Texto fuente:
↓

Qué tozudez… El tiempo se agota y sigo buscando de por vida aquellos «sonidos del silencio» que, en voz de Simon and Garfunkel, marcaron mi adolescencia con un lirismo provocador. No me rindo. Intento todavía descubrir «gente hablando sin conversar, gente oyendo sin escuchar», como describía surrealistamente el inolvidable dúo nortemericano.
No sé cómo estos frágiles oídos han soportado la alevosía ruidosa de la modernidad y el desatino hiperdecibélico sin riendas, con las progresivas tecnologías de las amplificaciones.
En 58 años de maratónicas audiencias, estos pobres tímpanos han tenido que pagar muy caro el leve placer de soñar por la oreja, como el lúcido colega Joaquín Borges Triana. ¿Cuántos claxons despiadados habré resistido por cada rompiente de olas en la costa? ¿Cuántas explosiones, golpes secos y eructos de motores por el susurro apenas de la brisa, o el efímero canto de las aves? ¡Qué de sirenas y taladros perturbando la sinfonía del follaje moviéndose! Y ahora, tanta violencia sincopada con vocablos sucios, ensordeciendo Las Estaciones de Vivaldi o cualquier otro prodigio de la melodía, mientras mi guitarra llora suavemente, con Lennon y Mc Cartney.
El silencio se ha convertido en un privilegio. Un raro tesoro casi inalcanzable. Y a fuerza de máquinas, engranajes, artilugios tecnológicos y vómitos sonoros, la gente ruge cada vez más; y malgasta el poder y el encanto de las palabras, esos prismas multicolores que refractan con belleza el sentir y el pensar.
Por momentos, reparo en que, en medio de tanta cháchara desenfrenada y facundia fortuita, con las que al parecer quisiéramos huir de la voz interior que nos urge consultar, me he convertido también en un incontinente verbal. Y lo lamento. Cuánto silencio desaprovechamos para viajar por el alma y preguntarnos y respondernos en la soledad del monólogo.
Por eso admiro a esos seres como Enrique Milanés, un gran periodista de Cuba de escueta charla y fecundos mutismos, que allá en la belleza somnolienta de la ciudad de Camagüey, macera las palabras muy interiormente, hasta que brotan hechizadas en sus crónicas, aunque él apenas responda con tímidos monosílabos.

↑

Entradas del conjunto de datos:
↓

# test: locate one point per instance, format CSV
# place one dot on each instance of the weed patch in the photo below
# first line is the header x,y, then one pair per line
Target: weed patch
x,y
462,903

↑
↓

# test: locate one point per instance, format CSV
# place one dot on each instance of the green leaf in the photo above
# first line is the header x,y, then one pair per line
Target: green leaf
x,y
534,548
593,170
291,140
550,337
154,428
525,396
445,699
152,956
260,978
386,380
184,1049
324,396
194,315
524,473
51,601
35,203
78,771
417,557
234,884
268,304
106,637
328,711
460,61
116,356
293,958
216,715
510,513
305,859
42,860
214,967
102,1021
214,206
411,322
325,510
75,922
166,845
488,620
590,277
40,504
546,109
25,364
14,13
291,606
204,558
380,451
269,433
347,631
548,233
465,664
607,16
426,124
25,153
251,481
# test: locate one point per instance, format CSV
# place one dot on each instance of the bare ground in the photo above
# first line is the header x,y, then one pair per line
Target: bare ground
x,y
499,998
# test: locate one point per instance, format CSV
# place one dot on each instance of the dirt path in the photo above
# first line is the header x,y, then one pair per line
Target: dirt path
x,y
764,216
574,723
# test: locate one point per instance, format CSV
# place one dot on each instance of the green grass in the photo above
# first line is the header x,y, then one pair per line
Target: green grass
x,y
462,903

↑
↓

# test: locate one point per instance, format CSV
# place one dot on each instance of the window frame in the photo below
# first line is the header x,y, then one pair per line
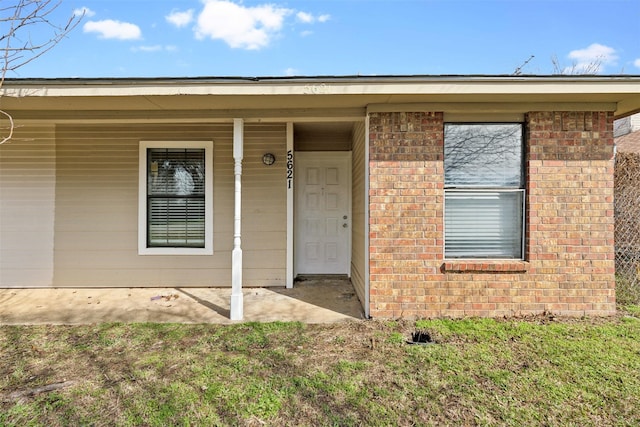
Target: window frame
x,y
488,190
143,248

↑

Sustituye "alevosía ruidosa" por "agresión ruidosa" en el tramo del texto sobre el silencio que va desde "No sé cómo estos" hasta "de las amplificaciones.", y copia ese tramo con el cambio.

No sé cómo estos frágiles oídos han soportado la agresión ruidosa de la modernidad y el desatino hiperdecibélico sin riendas, con las progresivas tecnologías de las amplificaciones.